◆ TASK REQUIREMENTS ◆
Quote all of the data below exactly, please.

◆ GIVEN ENTRIES ◆
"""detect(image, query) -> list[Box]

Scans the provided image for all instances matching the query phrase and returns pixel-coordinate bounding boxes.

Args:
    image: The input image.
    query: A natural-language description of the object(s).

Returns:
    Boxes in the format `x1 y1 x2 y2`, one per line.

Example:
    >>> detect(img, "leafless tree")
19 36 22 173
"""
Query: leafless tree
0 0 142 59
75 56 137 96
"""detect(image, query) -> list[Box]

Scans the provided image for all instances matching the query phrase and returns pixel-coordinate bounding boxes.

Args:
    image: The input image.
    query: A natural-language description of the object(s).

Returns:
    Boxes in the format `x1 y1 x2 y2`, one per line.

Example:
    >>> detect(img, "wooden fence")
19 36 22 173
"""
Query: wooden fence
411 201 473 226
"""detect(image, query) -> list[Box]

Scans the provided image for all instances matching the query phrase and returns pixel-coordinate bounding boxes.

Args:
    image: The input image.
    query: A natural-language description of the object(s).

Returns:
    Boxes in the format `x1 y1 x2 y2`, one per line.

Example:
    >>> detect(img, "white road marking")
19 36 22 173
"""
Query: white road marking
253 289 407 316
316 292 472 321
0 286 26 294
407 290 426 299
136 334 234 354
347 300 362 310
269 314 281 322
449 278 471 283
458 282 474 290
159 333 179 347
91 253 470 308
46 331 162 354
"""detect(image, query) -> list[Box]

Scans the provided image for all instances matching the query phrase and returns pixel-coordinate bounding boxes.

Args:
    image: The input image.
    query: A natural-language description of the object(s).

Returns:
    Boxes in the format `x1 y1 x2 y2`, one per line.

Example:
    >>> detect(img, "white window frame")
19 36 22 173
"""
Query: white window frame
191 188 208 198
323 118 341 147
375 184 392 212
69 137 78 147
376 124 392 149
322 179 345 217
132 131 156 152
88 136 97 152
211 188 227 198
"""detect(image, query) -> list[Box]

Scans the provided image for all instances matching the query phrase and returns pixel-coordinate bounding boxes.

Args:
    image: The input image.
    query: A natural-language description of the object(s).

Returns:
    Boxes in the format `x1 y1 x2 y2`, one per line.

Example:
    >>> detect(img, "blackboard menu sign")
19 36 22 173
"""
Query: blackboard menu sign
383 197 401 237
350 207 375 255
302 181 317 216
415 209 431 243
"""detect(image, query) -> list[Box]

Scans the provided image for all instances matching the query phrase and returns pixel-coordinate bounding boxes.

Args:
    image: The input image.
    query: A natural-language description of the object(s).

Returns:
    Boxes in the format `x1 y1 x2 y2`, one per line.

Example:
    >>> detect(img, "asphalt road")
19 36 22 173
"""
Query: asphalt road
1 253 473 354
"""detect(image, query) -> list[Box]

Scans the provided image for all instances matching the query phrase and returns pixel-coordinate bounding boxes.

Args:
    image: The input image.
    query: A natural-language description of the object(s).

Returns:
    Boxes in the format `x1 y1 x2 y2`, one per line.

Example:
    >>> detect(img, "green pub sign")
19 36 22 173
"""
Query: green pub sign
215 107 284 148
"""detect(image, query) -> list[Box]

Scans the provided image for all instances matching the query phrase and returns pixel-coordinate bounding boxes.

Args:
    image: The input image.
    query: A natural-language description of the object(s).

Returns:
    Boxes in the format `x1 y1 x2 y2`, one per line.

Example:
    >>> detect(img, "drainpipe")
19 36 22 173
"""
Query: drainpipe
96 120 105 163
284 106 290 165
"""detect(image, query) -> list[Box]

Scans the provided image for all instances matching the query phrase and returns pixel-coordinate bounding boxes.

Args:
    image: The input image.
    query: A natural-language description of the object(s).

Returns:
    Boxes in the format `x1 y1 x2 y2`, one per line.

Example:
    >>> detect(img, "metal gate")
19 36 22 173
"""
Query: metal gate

◆ ANSWER AREA ◆
"""detect(image, query) -> list[Box]

Scans the provided image for all instances matching the query phrase and returns pixel-coordinate bounding boxes.

Args:
    image: The input image.
    query: A natural-language description of the object(s).

Returns:
    Boxes in the format `x1 y1 x2 y2`, one per line.

Example:
    >>> detect(img, "leafless tree")
19 36 22 173
"""
Query: leafless tree
0 0 142 59
75 56 137 96
"""detect(image, query) -> list[Box]

Scans the provided image for all instances matching the query phrase and returns pixel-coordinate bounding boxes.

Args:
    image: The input image.
    query: A natural-language description of the object(s).

Returns:
    Boxes in the format `x1 y1 x2 y2`, one per line.

Example:
    >>> detect(img, "wooden fence")
19 36 22 173
"""
Query: wooden fence
411 201 473 226
"""detect(image, query) -> list[Box]

Scans the provided image for all instances matching the query phrase and returns pixel-coordinate bounding boxes.

Args:
    image: The input image.
    query: A natural-language description of the object(s).

Returns:
    Boxes in the format `x1 y1 x2 y2`, one per line.

Example:
    >>> detect(img, "white road marking")
19 36 22 173
"""
Query: white road marking
253 289 407 316
316 292 472 321
0 286 26 294
407 290 426 299
136 334 234 354
347 300 362 310
269 314 281 322
449 278 471 283
458 282 474 290
159 333 179 347
91 253 470 308
46 331 162 354
"""detect(image, query) -> list[Box]

Scans the provided image for all instances matching the query phrase and returns pixel-coordinate bounding boxes.

Args:
    image: The input image.
    query: A natural-language description of the object(s).

Returns:
    Boxes in the format `x1 y1 x2 y2`, one per line.

Example:
    >>> detect(img, "white window frame")
19 36 22 173
"""
Query: white window frame
191 188 208 198
323 118 341 147
375 184 392 212
69 137 78 147
376 124 392 149
322 179 345 217
132 131 156 152
88 136 97 152
211 188 227 198
"""detect(image, query) -> list[Box]

Scans the provided image for all instances matching the query phrase and returns pixel-coordinate bounding boxes.

Args:
    image: The input image.
    query: A natural-language description of the object(s).

Returns:
    Boxes in the format `x1 y1 x2 y2`, one per line.

Example:
    >>> detect(img, "blackboard menu sign")
19 36 22 173
"""
Query: blackboard menu sign
383 197 401 237
350 207 375 255
302 181 317 216
415 209 431 243
"""detect(image, query) -> list[Box]

Scans the provided image for all instances matching the query phrase and returns pixel-coordinate bounding boxes.

Args:
    image: The input image.
    query: A natural-language description of the object(s).

Returns:
    Boxes in the format `x1 y1 x2 y2`, one per line.

Example:
    >>> detect(img, "asphalt road")
19 36 22 173
"""
Query: asphalt road
1 253 473 354
"""detect(image, query) -> list[Box]

Scans the provided image for all instances matching the query phrase and returns pixel-coordinate bounding boxes.

Args:
    image: The input image.
    query: A natural-language description of the object(s).

Returns:
    Boxes in the format `x1 y1 x2 y2`, one per line.

Example:
    >>> detect(img, "green pub sign")
19 36 22 173
"""
Query: green pub sign
215 107 284 148
"""detect(image, query) -> list[Box]

Scans the provided image for all instances matching the query phrase and returns pixel-coordinate bounding boxes.

Args:
    image: The input image.
    query: A natural-language description of the object(s).

Returns:
    Boxes in the format `x1 y1 x2 y2`, one per line.

Example:
    >>> detect(img, "drainpipe")
19 36 22 173
"""
Query: drainpipe
96 120 105 163
284 106 290 165
"""detect(image, query) -> list[Box]

Scans the provided image for all instances matching the query phrase and returns pixel-coordinate bounding boxes.

Args:
    image: The input image.
    query: A natural-language description of the object(s).

Returns:
    Boxes in the format `x1 y1 x2 y2`, one per line.

Example:
    >>> detect(img, "metal gate")
19 36 22 173
"""
Query: metal gate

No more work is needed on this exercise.